- _EXCERPTED RECORDS_
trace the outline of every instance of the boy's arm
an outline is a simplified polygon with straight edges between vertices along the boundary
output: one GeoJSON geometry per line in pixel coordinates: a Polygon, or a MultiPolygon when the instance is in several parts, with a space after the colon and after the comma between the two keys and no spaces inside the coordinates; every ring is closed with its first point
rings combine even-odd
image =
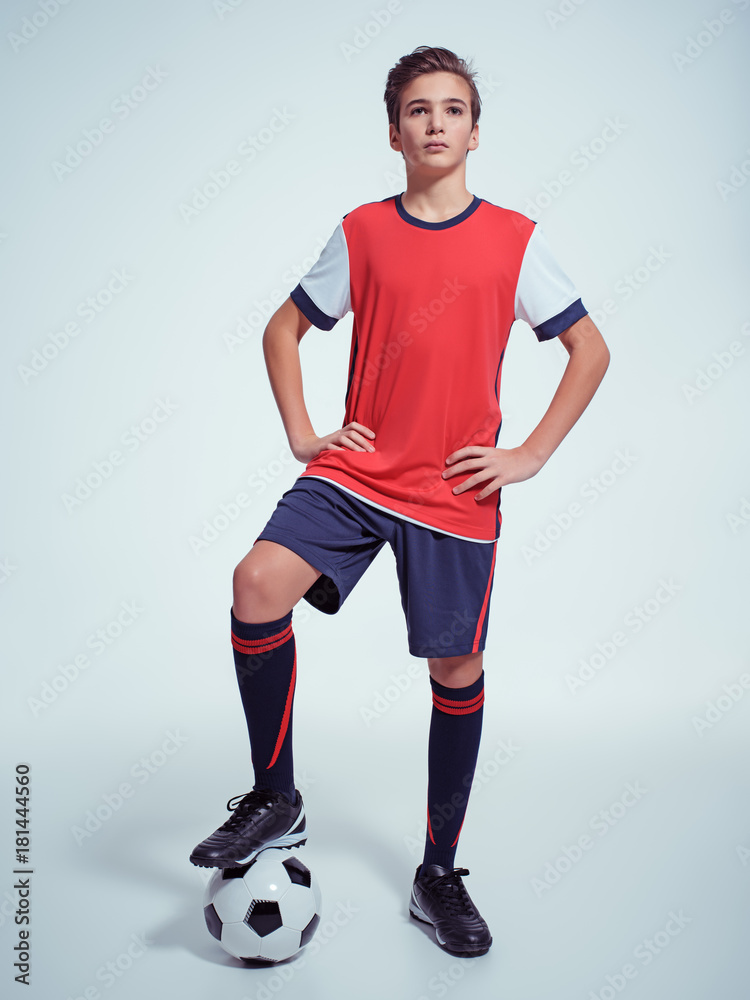
{"type": "Polygon", "coordinates": [[[347,447],[353,451],[372,451],[365,435],[375,433],[362,424],[346,427],[319,438],[313,430],[302,390],[302,365],[299,345],[312,323],[291,298],[286,299],[271,316],[263,334],[263,356],[268,369],[276,405],[292,454],[307,464],[326,448],[347,447]]]}
{"type": "Polygon", "coordinates": [[[559,334],[559,339],[570,357],[547,412],[517,448],[470,445],[448,455],[446,465],[449,468],[443,472],[444,478],[473,473],[469,479],[453,487],[454,493],[463,493],[490,479],[474,497],[475,500],[483,500],[498,487],[530,479],[542,468],[586,409],[609,365],[609,349],[588,315],[559,334]]]}

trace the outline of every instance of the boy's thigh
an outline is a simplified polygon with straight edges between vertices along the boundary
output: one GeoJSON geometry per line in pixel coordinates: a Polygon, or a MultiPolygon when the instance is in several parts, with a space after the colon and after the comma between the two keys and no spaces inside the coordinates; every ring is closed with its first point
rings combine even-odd
{"type": "Polygon", "coordinates": [[[484,650],[497,541],[471,542],[403,521],[392,544],[411,655],[484,650]]]}
{"type": "Polygon", "coordinates": [[[302,595],[325,614],[336,614],[385,544],[371,508],[335,486],[303,477],[276,505],[256,539],[291,549],[320,576],[302,595]]]}

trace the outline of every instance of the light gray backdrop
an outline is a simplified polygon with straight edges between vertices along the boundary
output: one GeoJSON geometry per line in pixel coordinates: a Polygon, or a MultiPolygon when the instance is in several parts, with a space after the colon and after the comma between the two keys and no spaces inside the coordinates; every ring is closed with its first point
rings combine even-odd
{"type": "MultiPolygon", "coordinates": [[[[746,995],[748,8],[3,5],[3,995],[746,995]],[[386,548],[335,618],[295,610],[323,923],[301,961],[247,970],[188,854],[250,786],[232,569],[302,471],[262,331],[341,216],[404,189],[382,94],[421,44],[474,60],[468,188],[544,225],[612,361],[503,492],[457,857],[490,953],[452,959],[407,917],[430,699],[386,548]]],[[[350,335],[302,343],[320,434],[350,335]]],[[[564,362],[517,324],[501,445],[564,362]]]]}

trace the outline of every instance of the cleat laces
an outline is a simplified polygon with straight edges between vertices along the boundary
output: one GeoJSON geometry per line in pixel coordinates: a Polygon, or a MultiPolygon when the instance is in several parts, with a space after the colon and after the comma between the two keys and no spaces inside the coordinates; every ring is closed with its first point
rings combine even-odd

- _ACTIVITY_
Pull out all lines from the listing that contain the string "trace".

- _ANSWER TO THIS TASK_
trace the outline of every instance of the boy's arm
trace the outline of every instance of the boy's thigh
trace the outline of every instance of the light gray backdrop
trace the outline of every instance of the cleat laces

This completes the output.